[Start of Extract provided]

The theory of the pendulum motion had a technical counterpart in the construction and patenting of the first pendulum clock (1656), which considerably improved time-keeping. This invention instigated new theoretical investigations and technical improvements and variants: for example, the introduction of a balance wheel and spring in pocket watches. The aim was mainly to improve of time- keeping at sea, thus enabling a better determination of the geographical longitude; but also work in astronomy required accurate timekeeping. Huygens believed that a pendulum swinging in a large arc would be more useful at sea and he invented the cycloidal pendulum with this in mind. Several of his clocks underwent sea trials in 1662 and again in 1686, but it turned out that his clocks were not sufficiently insensitive to the ship's motions. In the Horologium Oscillatorium sive de motu pendulorum (1673) he described the theory of pendulum motion. This work shows that Huygens had moved far from Descartes' influence. He also derived the law of centrifugal force (the term was coined by him) for uniform circular motion. This result of Huygens', together with Kepler's third law, gave rise to the formulation of the inverse-square law of gravitational attraction by Christopher Wren, Robert Hooke, and above all Isaac Newton.

Huygens was also involved in lens grinding, telescope and microscope construction. Around 1654 he devised, in cooperation with his oldest brother Constantijn Jr., a new and better way of grinding and polishing lenses. In 1655, using one of his own lenses, Huygens discovered Titan, the first detection of a moon of Saturn. He also observed that the planet is surrounded by rings that two centuries later were shown by Clerk Maxwell to consist of solid particles orbiting the planet. In Systema Saturnium (1659), Huygens explained the phases and changes in the shape of Saturn's rings. In the field of optics Huygens was involved not only in the practice but also in the geometric theory of lenses. He studied spherical aberration and in 1662 invented the ocular named after him.

In 1655 Christiaan made his first visit to Paris, where he learned of the work on probability carried out by Blaise Pascal and Pierre de Fermat. On his return to Holland Huygens wrote a small work in Dutch, which was translated into Latin as De Ratiociniis in Ludo Aleae ('The Reckoning in Games of Chance), on the calculus of probabilities, the first printed work on the subject.

He further developed a mechanistic theory of light, in which the propagation of light was considered as an extension of a collision in a subtle medium (ether). This collision theory is often described as an undulation or wave theory, but this should not be interpreted as a propagation of vibrations. Huygens’ light theory is based on a general principle, named after him. In the nineteenth century his collision theory of light was transformed into a vibration theory that dominated the whole of nineteenth-century optics.

In 1661 Huygens visited London, particularly to find out more about the newly forming Royal Society meeting at that time in Gresham College. While in London Huygens saw Robert Boyle's vacuum pump and he was impressed. After his return to the Hague he carried out a number of Boyle's experiments for himself. Huygens improved Boyle's air pump and used it for many experiments. He also tried to build an engine fueled by gunpowder, but never successfully completed one.

[End of Extract provided]

__Task requirements__:
In the passage on Huygens, what did he discover in 1655 with one of his own lenses?

[Start of Given entries]

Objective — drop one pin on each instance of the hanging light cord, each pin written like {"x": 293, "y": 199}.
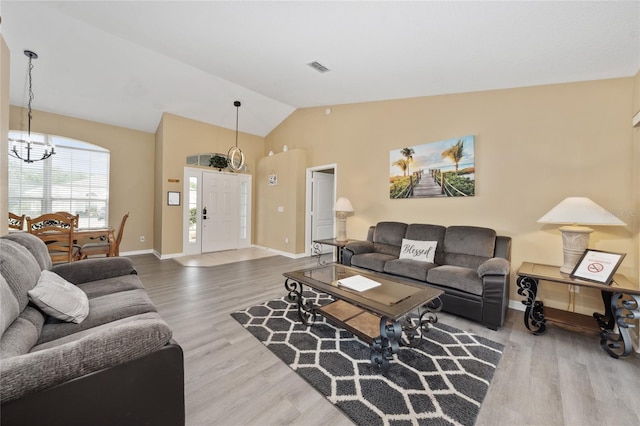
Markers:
{"x": 30, "y": 93}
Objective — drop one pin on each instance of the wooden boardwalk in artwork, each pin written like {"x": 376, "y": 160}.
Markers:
{"x": 427, "y": 187}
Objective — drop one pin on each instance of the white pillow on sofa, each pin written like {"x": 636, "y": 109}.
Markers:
{"x": 423, "y": 251}
{"x": 59, "y": 298}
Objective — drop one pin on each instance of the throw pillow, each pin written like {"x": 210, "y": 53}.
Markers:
{"x": 59, "y": 298}
{"x": 423, "y": 251}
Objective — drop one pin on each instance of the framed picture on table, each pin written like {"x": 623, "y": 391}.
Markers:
{"x": 598, "y": 266}
{"x": 173, "y": 198}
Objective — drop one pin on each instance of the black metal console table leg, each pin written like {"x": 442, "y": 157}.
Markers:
{"x": 534, "y": 313}
{"x": 620, "y": 311}
{"x": 316, "y": 250}
{"x": 306, "y": 309}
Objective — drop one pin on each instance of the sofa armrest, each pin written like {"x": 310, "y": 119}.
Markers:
{"x": 145, "y": 391}
{"x": 359, "y": 247}
{"x": 34, "y": 371}
{"x": 94, "y": 269}
{"x": 494, "y": 266}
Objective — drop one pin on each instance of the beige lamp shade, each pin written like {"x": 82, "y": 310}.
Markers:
{"x": 343, "y": 205}
{"x": 580, "y": 211}
{"x": 576, "y": 211}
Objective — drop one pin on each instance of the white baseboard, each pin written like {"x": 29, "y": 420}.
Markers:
{"x": 282, "y": 253}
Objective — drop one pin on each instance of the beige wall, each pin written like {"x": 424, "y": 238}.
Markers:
{"x": 4, "y": 128}
{"x": 177, "y": 138}
{"x": 281, "y": 230}
{"x": 534, "y": 147}
{"x": 131, "y": 169}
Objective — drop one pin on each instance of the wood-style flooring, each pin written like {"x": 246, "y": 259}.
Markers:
{"x": 560, "y": 378}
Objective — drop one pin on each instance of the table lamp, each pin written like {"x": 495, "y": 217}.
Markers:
{"x": 342, "y": 208}
{"x": 575, "y": 212}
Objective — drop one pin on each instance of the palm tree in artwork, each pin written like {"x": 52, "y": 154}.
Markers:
{"x": 455, "y": 153}
{"x": 407, "y": 153}
{"x": 403, "y": 165}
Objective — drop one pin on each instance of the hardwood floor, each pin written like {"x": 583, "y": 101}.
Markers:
{"x": 560, "y": 378}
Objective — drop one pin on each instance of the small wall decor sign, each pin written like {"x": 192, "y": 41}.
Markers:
{"x": 273, "y": 179}
{"x": 438, "y": 169}
{"x": 173, "y": 198}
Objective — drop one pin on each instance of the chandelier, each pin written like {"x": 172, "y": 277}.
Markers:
{"x": 235, "y": 156}
{"x": 49, "y": 149}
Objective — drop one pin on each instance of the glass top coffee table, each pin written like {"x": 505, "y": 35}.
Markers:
{"x": 380, "y": 315}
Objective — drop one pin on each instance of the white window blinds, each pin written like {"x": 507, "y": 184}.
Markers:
{"x": 75, "y": 179}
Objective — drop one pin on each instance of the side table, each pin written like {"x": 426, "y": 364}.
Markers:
{"x": 339, "y": 246}
{"x": 621, "y": 305}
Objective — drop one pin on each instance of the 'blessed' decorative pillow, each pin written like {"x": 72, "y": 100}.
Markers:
{"x": 423, "y": 251}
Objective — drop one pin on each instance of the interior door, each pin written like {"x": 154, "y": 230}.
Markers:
{"x": 220, "y": 211}
{"x": 322, "y": 215}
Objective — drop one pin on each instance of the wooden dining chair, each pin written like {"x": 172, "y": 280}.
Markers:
{"x": 76, "y": 218}
{"x": 15, "y": 221}
{"x": 57, "y": 233}
{"x": 104, "y": 247}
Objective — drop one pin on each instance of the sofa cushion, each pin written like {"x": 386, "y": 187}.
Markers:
{"x": 409, "y": 268}
{"x": 373, "y": 261}
{"x": 468, "y": 246}
{"x": 460, "y": 278}
{"x": 22, "y": 334}
{"x": 9, "y": 308}
{"x": 425, "y": 232}
{"x": 34, "y": 245}
{"x": 104, "y": 349}
{"x": 389, "y": 233}
{"x": 102, "y": 309}
{"x": 421, "y": 251}
{"x": 111, "y": 285}
{"x": 59, "y": 298}
{"x": 20, "y": 270}
{"x": 494, "y": 266}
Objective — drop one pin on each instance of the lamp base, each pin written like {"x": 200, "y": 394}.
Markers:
{"x": 575, "y": 240}
{"x": 341, "y": 226}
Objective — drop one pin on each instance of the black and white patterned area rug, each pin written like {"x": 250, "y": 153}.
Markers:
{"x": 442, "y": 381}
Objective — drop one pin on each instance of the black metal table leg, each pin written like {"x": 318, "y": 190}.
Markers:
{"x": 316, "y": 250}
{"x": 384, "y": 346}
{"x": 306, "y": 309}
{"x": 618, "y": 312}
{"x": 534, "y": 313}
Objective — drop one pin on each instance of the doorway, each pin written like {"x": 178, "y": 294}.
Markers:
{"x": 321, "y": 196}
{"x": 217, "y": 211}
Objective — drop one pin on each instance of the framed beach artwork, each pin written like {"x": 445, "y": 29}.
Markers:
{"x": 437, "y": 169}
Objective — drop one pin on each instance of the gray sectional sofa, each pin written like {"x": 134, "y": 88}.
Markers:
{"x": 118, "y": 365}
{"x": 471, "y": 264}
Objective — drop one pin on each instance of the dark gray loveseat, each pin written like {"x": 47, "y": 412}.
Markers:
{"x": 119, "y": 366}
{"x": 471, "y": 265}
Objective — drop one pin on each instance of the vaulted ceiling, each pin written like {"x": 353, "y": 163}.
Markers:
{"x": 126, "y": 62}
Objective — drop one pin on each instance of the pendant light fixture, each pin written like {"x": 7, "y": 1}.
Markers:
{"x": 235, "y": 156}
{"x": 49, "y": 149}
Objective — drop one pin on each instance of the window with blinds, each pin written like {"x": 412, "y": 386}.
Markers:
{"x": 75, "y": 179}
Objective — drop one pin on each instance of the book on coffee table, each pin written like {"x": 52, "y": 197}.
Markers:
{"x": 358, "y": 283}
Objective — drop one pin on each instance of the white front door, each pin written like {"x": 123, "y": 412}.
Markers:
{"x": 220, "y": 211}
{"x": 322, "y": 215}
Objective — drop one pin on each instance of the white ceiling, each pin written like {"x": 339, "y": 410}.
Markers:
{"x": 127, "y": 62}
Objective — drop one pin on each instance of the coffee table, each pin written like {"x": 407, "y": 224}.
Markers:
{"x": 380, "y": 316}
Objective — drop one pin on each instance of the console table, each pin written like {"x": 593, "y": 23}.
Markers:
{"x": 339, "y": 246}
{"x": 621, "y": 305}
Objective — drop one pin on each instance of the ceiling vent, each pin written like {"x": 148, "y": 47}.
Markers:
{"x": 318, "y": 66}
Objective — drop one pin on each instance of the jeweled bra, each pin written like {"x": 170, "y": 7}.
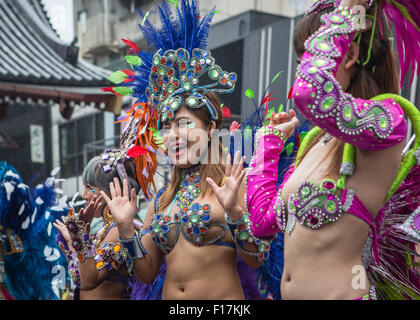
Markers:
{"x": 193, "y": 219}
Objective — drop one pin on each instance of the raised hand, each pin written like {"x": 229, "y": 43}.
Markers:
{"x": 227, "y": 194}
{"x": 284, "y": 122}
{"x": 122, "y": 206}
{"x": 87, "y": 214}
{"x": 60, "y": 226}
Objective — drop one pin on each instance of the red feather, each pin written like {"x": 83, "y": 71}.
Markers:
{"x": 110, "y": 89}
{"x": 136, "y": 151}
{"x": 133, "y": 47}
{"x": 290, "y": 95}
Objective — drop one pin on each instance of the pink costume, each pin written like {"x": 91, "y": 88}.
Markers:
{"x": 365, "y": 124}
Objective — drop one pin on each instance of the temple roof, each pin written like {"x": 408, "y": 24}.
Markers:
{"x": 32, "y": 53}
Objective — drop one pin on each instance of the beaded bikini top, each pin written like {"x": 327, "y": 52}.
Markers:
{"x": 193, "y": 220}
{"x": 315, "y": 205}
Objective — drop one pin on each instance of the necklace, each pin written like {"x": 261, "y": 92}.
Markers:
{"x": 189, "y": 188}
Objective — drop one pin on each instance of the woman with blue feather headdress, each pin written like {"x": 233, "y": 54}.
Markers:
{"x": 186, "y": 229}
{"x": 28, "y": 240}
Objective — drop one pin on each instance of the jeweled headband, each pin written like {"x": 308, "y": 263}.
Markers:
{"x": 177, "y": 73}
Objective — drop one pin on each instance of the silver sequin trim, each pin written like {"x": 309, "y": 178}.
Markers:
{"x": 409, "y": 228}
{"x": 367, "y": 253}
{"x": 349, "y": 200}
{"x": 291, "y": 222}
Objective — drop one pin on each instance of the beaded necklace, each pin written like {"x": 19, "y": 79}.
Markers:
{"x": 189, "y": 188}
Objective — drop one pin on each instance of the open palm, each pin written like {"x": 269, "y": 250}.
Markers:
{"x": 122, "y": 207}
{"x": 227, "y": 194}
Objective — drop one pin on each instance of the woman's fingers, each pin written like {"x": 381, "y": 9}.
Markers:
{"x": 228, "y": 165}
{"x": 235, "y": 163}
{"x": 212, "y": 184}
{"x": 106, "y": 198}
{"x": 133, "y": 198}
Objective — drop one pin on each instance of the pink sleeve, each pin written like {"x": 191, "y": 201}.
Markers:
{"x": 366, "y": 124}
{"x": 261, "y": 183}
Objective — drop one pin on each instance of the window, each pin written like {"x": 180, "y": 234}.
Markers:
{"x": 73, "y": 136}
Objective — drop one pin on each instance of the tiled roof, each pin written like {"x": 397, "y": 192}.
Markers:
{"x": 32, "y": 53}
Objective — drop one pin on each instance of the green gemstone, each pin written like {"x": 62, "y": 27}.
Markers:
{"x": 243, "y": 235}
{"x": 348, "y": 112}
{"x": 175, "y": 104}
{"x": 331, "y": 206}
{"x": 383, "y": 122}
{"x": 187, "y": 85}
{"x": 191, "y": 101}
{"x": 161, "y": 71}
{"x": 214, "y": 73}
{"x": 320, "y": 62}
{"x": 313, "y": 70}
{"x": 327, "y": 103}
{"x": 329, "y": 87}
{"x": 335, "y": 19}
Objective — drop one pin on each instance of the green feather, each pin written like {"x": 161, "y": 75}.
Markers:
{"x": 134, "y": 60}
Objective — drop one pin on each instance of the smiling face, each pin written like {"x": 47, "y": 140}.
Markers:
{"x": 186, "y": 138}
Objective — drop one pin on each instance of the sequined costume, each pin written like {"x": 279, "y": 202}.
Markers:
{"x": 366, "y": 124}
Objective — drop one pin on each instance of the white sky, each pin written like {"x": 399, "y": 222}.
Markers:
{"x": 61, "y": 17}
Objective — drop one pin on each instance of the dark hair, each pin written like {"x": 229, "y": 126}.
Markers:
{"x": 215, "y": 171}
{"x": 95, "y": 176}
{"x": 378, "y": 76}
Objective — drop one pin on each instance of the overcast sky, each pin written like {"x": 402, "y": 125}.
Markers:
{"x": 61, "y": 17}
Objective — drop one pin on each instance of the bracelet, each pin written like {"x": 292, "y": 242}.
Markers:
{"x": 134, "y": 246}
{"x": 111, "y": 256}
{"x": 79, "y": 235}
{"x": 241, "y": 232}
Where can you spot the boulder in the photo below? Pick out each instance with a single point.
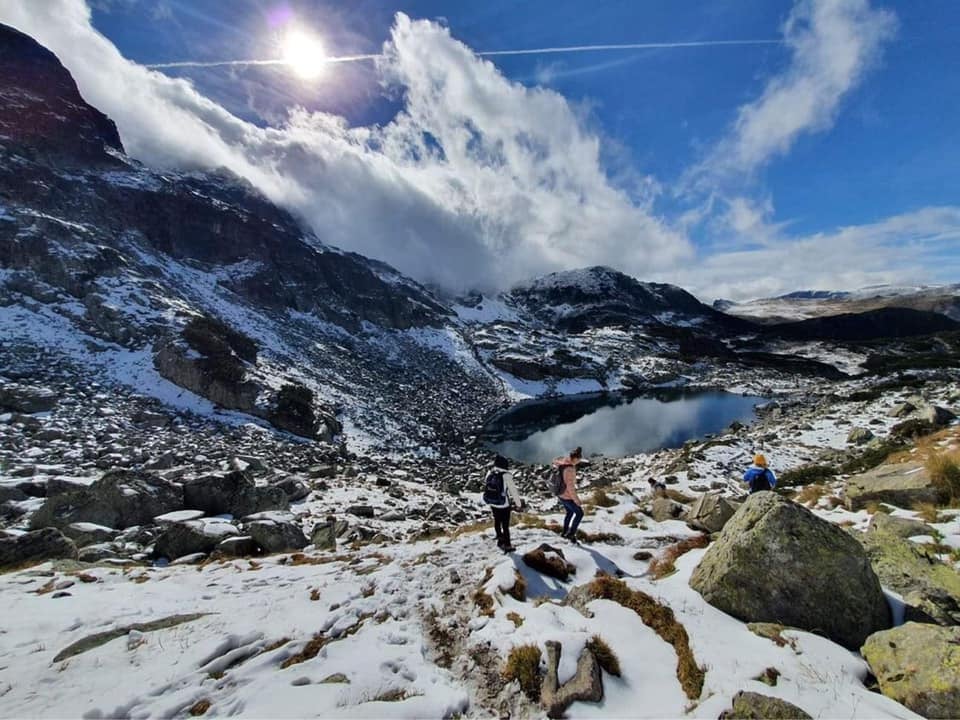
(663, 509)
(586, 685)
(35, 547)
(294, 488)
(754, 706)
(903, 485)
(193, 536)
(925, 583)
(549, 561)
(710, 512)
(274, 536)
(917, 665)
(232, 493)
(860, 436)
(901, 527)
(26, 399)
(84, 534)
(119, 499)
(776, 561)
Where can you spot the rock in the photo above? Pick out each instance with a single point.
(549, 561)
(860, 436)
(778, 562)
(273, 536)
(233, 493)
(119, 499)
(924, 582)
(294, 488)
(237, 546)
(917, 665)
(663, 509)
(754, 706)
(901, 410)
(84, 534)
(903, 485)
(936, 416)
(26, 399)
(324, 536)
(901, 527)
(193, 536)
(586, 685)
(35, 547)
(710, 512)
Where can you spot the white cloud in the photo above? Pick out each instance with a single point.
(478, 181)
(915, 247)
(833, 43)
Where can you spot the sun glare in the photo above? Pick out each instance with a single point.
(304, 53)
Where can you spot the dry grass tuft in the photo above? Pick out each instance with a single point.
(664, 565)
(606, 658)
(661, 619)
(523, 665)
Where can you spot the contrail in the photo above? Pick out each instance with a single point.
(486, 53)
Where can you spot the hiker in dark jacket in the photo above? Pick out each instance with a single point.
(758, 476)
(569, 498)
(500, 493)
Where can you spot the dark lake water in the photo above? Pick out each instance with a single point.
(539, 431)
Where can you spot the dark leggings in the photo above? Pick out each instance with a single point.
(573, 511)
(501, 523)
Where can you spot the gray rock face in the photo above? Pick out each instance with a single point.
(232, 493)
(754, 706)
(193, 536)
(903, 485)
(925, 583)
(585, 686)
(917, 665)
(119, 499)
(273, 536)
(710, 512)
(777, 562)
(34, 547)
(26, 399)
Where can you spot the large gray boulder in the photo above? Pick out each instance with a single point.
(233, 493)
(193, 536)
(35, 547)
(710, 512)
(903, 485)
(778, 562)
(926, 584)
(275, 536)
(119, 499)
(918, 666)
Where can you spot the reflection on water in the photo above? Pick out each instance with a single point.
(640, 425)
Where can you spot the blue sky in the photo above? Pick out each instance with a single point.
(827, 160)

[End of Given entries]

__Exercise solution__:
He discovered Titan, the first moon of Saturn to be detected.